**Text:**
============================================================

Here is how things look like (note the background getting brighter as the bulb gets a higher Vrms voltage). This is still using the older firmware (v.093) with the same resistor divider values and still using the same Vcal factor that I used earlier).

Starting up:
Vrms at the bulb (Fluke): 0.279V (we now know that due to crest factor this is not an accurate measurement)
Vbat (from scope during the ON pulse)= 10.4V






After the first press:
Vrms at the bulb (Fluke): 1.11V 
Vbat (from scope during the ON pulse)= 10.8V






After the second press:
Vrms at the bulb (Fluke): 2.04V 
Vbat (from scope during the ON pulse)= 11.2V






After the third press:
Vrms at the bulb (Fluke): 2.96V 
Vbat (from scope during the ON pulse)= 11.4V






After the fourth press:
Vrms at the bulb (Fluke): 3.99V 
Vbat (from scope during the ON pulse)= 11.4V






After the first press:
Vrms at the bulb (Fluke): 5.02V 
Vbat (from scope during the ON pulse)= 11.5V






After the sixth press:
Vrms at the bulb (Fluke): 6.00V 
Vbat (from scope during the ON pulse)= 11.6V






After the seventh press:
Vrms at the bulb (Fluke): 7.03V 
Vbat (from scope during the ON pulse)= 11.6V






After the eight press:
Vrms at the bulb (Fluke): 8.01V 
Vbat (from scope during the ON pulse)= 11.6V






After the ninth press:
Vrms at the bulb (Fluke): 8.98V 
Vbat (from scope during the ON pulse)= 11.6V






After the tenth press:
Vrms at the bulb (Fluke): 9.99V 
Vbat (from scope during the ON pulse)= 11.6V






After the eleventh press:
Vrms at the bulb (Fluke): 10.97V 
Vbat (from scope during the ON pulse)= 11.6V






After the twelfths press:
Vrms at the bulb (Fluke): 11.29V 
Vbat (from scope during the ON pulse)= 11.6V






After you press again, it goes back to the original value.

============================================================

**Entries shown:**
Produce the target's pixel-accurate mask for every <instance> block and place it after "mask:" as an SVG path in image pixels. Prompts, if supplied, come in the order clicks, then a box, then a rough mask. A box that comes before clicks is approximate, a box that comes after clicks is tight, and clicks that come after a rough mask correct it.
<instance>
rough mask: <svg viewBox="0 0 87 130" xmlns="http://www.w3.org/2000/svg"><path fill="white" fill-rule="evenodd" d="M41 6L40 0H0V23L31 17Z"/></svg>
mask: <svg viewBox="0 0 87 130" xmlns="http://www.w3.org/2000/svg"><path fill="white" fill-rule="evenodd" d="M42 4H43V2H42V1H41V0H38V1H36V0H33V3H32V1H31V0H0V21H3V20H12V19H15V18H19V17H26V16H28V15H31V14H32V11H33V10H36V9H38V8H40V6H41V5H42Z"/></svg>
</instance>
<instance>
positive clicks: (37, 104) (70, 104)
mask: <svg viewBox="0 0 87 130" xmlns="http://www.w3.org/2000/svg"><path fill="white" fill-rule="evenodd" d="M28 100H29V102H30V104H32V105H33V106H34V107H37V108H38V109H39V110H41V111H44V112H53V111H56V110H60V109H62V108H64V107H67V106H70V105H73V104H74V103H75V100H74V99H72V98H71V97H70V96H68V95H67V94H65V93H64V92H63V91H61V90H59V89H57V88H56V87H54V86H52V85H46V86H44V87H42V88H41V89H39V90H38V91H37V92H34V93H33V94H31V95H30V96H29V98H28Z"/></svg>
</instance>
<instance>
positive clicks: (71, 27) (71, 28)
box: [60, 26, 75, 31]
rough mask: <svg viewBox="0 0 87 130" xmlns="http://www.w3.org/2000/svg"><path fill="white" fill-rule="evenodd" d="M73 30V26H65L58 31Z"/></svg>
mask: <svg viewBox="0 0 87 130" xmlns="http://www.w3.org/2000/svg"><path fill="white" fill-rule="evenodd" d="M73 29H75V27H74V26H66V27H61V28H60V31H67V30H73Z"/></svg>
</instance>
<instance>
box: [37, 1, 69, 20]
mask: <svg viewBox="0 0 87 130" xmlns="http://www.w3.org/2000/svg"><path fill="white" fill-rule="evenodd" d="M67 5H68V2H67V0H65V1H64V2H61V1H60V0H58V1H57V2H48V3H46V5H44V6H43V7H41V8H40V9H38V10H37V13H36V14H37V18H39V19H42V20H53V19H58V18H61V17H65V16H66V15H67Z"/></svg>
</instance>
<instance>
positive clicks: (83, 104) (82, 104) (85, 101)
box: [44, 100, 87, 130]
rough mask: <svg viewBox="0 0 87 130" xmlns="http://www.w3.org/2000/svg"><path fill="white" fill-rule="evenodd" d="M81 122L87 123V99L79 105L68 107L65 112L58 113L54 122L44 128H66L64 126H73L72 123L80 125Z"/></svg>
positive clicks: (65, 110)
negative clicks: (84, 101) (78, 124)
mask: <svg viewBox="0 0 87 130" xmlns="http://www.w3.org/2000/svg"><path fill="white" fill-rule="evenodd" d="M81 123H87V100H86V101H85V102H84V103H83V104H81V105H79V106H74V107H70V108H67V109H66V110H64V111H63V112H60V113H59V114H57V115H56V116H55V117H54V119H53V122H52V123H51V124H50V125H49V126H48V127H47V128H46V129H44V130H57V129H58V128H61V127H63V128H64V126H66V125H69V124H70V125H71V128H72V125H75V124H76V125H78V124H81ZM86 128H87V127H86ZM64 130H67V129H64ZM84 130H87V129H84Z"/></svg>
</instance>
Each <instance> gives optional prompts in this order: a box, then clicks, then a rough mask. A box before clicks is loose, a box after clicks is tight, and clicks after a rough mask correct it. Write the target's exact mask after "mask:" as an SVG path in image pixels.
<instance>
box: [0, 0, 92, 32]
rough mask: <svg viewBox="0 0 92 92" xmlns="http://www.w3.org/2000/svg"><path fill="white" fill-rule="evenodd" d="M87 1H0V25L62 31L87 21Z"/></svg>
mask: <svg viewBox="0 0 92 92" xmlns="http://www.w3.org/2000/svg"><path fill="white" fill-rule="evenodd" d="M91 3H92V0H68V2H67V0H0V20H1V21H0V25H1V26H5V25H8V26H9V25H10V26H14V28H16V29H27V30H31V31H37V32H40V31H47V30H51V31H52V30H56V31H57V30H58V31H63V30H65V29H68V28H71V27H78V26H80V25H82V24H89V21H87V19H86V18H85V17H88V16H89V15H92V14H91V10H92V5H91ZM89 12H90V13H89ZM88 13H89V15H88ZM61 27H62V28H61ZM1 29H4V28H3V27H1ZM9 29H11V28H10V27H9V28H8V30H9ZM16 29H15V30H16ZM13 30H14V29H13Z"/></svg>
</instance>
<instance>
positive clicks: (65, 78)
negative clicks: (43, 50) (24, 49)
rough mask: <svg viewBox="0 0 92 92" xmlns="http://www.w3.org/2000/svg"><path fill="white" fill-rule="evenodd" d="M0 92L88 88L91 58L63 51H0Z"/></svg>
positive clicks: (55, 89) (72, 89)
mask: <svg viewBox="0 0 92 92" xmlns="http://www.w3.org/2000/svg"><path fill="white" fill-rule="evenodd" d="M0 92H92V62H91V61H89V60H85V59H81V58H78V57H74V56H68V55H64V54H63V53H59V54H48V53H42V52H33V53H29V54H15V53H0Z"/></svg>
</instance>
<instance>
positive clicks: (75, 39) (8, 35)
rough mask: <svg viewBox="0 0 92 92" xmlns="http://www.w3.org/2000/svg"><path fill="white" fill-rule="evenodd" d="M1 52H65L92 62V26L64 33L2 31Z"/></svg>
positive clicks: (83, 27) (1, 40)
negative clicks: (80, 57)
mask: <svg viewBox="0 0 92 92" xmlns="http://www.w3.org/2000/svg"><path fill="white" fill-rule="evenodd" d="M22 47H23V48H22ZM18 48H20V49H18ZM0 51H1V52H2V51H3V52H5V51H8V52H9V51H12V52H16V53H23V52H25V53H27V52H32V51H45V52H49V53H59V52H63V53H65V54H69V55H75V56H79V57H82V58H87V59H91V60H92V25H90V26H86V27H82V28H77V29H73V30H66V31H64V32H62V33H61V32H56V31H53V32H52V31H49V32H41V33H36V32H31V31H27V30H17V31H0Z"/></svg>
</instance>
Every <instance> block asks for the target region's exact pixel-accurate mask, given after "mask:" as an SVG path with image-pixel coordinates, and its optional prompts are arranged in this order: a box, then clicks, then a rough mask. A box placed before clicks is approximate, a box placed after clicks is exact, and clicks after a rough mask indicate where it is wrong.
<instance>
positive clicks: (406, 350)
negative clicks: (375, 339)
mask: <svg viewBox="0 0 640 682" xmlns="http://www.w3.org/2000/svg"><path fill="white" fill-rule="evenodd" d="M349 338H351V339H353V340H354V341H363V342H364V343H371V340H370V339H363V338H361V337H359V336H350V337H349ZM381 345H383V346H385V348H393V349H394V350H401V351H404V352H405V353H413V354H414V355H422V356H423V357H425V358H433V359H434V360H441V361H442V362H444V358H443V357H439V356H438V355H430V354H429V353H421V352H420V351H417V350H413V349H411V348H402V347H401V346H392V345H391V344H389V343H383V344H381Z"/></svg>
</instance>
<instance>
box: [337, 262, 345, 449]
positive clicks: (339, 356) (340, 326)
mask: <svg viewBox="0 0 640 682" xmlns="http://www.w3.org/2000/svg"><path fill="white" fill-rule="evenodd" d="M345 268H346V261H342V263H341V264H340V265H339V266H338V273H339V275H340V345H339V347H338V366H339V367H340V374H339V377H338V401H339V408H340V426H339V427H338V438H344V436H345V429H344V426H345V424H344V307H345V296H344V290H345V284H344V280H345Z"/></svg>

============================================================

**Work request:**
From the bulb voltage text above, extract the passage starting at "Here is how" and ending at "an accurate measurement)", copying it word for word.

**Solution to this task:**
Here is how things look like (note the background getting brighter as the bulb gets a higher Vrms voltage). This is still using the older firmware (v.093) with the same resistor divider values and still using the same Vcal factor that I used earlier).

Starting up:
Vrms at the bulb (Fluke): 0.279V (we now know that due to crest factor this is not an accurate measurement)